● **TEKS BACAAN**:
──────────────────────────────
Pada tulang, sebelum dilakukan pengembungan terlebih dahulu dilakukan proses
demineralisasi yang bertujuan untuk menghilangkan garam kalsium dan garam
lainnya dalam tulang, sehingga diperoleh tulang yang sudah lumer disebut ossein
(Utama, 1997). Menurut Wiyono (1992), asam yang biasa digunakan dalam
proses demineralisasi adalah asam klorida dengan konsentrasi 4 – 7 %. Sedangkan
menurut Hinterwaldner (1977), proses demineralisasi ini sebaiknya dilakukan
dalam wadah tahan asam selama beberpa hari sampai dua minggu.
Selanjutnya pada kulit dan ossein dilakukan tahap pengembungan
(swelling) yang bertujuan untuk menghilangkan kotoran-kotoran dan
mengkonversi kolagen menjadi gelatin (Surono, et al., 1994). Pada tahap ini
perendaman dapat dilakukan dengan larutan asam organik seperti asam asetat,
sitrat, fumarat, askorbat, malat, suksinat, tartarat dan asam lainnya yang aman dan
tidak menusuk hidung. Sedangkan asam anorganik yang biasa digunakan adalah
asam hidroklorat, fosfat, dan sulfat. Jenis pelarut alkali yang umum digunakan
adalah sodium karbonat, sodium hidroksida, potassium karbonat dan potassium
hidroksida (Choi and Regestein, 2000). Menurut Ward dan Court (1977) asam
18
mampu mengubah serat kolagen triple heliks menjadi rantai tunggal, sedangkan
larutan perendam basa hanya mampu menghasilkan rantai ganda. Hal ini
menyebabkan pada waktu yang sama jumlah kolagen yang dihidrolisis oleh
larutan asam lebih banyak daripada larutan basa. Karena itu perendaman dalam
larutan basa membutuhkan waktu yang lebih lama untuk menghidrolisis kolagen.
Menurut Utama (1997), tahapan ini harus dilakukan dengan tepat (waktu dan
konsentrasinya) jika tidak tepat akan terjadi kelarutan kolagen dalam pelarut yang
menyebabkan penurunan rendemen gelatin yang dihasilkan.
Hasil penelitian Surono et al., (1994) dalam pembuatan gelatin dari kulit
ikan cucut menunjukkan bahwa pada tahap pengembungan kulit lama perendaman
yang terbaik adalah 24 jam dengan konsentrasi asam asetat 4%. Sedangkan
Ariyanti (1998), dalam pembuatan gelatin dari tulang domba menggunakan
larutan HCl 5 % dengan waktu perndaman 1 –2 hari. Tahapan selanjutnya, kulit
dan ossein diekstraksi dengan air yang dipanaskan. Ekstraksi bertujuan untuk
mengkonversi kolagen menjadi gelatin. Suhu minimum dalam proses ekstraksi
adalah 40 – 50oC (Choi and Regenstein, 2000) hingga suhu 100oC (Viro, 1992).
Ekstraksi kolagen tulang dilakukan dalam suasana asam pada pH 4 – 5 karena
umumnya pH tersebut merupakan titik isoelektrik dari komponen-komponen
protein non kolagen, sehingga mudah terkoagulasi dan dihilangkan
(Hinterwaldner, 1997) Apabila pH lebih rendah perlu penanganan cepat untuk
mencegah denaturasi lanjutan (Utama, 1997).
──────────────────────────────
(Entri tersimpan)
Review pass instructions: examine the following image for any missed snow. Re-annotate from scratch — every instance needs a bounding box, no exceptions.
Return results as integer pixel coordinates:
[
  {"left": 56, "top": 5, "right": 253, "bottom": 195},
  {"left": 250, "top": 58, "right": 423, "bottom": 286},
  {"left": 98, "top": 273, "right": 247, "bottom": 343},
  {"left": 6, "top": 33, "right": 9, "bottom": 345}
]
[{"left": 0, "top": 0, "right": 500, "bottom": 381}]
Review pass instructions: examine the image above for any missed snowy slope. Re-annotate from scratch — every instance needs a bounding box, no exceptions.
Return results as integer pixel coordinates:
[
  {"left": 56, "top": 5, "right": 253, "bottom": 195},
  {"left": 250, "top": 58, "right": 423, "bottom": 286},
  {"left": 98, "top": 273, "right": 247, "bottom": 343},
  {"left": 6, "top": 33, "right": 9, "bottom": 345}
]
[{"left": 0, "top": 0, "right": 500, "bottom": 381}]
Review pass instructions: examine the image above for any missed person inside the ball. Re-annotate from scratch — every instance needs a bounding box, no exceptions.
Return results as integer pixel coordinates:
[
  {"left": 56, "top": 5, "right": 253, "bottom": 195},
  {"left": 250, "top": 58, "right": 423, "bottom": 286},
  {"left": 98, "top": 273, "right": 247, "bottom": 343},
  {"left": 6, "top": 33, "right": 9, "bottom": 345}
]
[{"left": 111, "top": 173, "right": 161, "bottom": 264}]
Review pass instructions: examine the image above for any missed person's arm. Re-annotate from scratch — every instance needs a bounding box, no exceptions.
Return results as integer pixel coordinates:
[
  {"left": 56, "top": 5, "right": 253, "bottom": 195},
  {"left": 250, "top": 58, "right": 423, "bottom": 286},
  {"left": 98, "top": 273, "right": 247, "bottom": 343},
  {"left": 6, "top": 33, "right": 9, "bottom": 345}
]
──────────────────────────────
● **TUGAS**: Ketik ulang bagian teks tentang pembuatan gelatin, mulai dari "Hasil penelitian Surono" sampai "100oC (Viro, 1992).", tanpa mengubah satu huruf pun.

● **JAWABAN SOAL**:
Hasil penelitian Surono et al., (1994) dalam pembuatan gelatin dari kulit
ikan cucut menunjukkan bahwa pada tahap pengembungan kulit lama perendaman
yang terbaik adalah 24 jam dengan konsentrasi asam asetat 4%. Sedangkan
Ariyanti (1998), dalam pembuatan gelatin dari tulang domba menggunakan
larutan HCl 5 % dengan waktu perndaman 1 –2 hari. Tahapan selanjutnya, kulit
dan ossein diekstraksi dengan air yang dipanaskan. Ekstraksi bertujuan untuk
mengkonversi kolagen menjadi gelatin. Suhu minimum dalam proses ekstraksi
adalah 40 – 50oC (Choi and Regenstein, 2000) hingga suhu 100oC (Viro, 1992).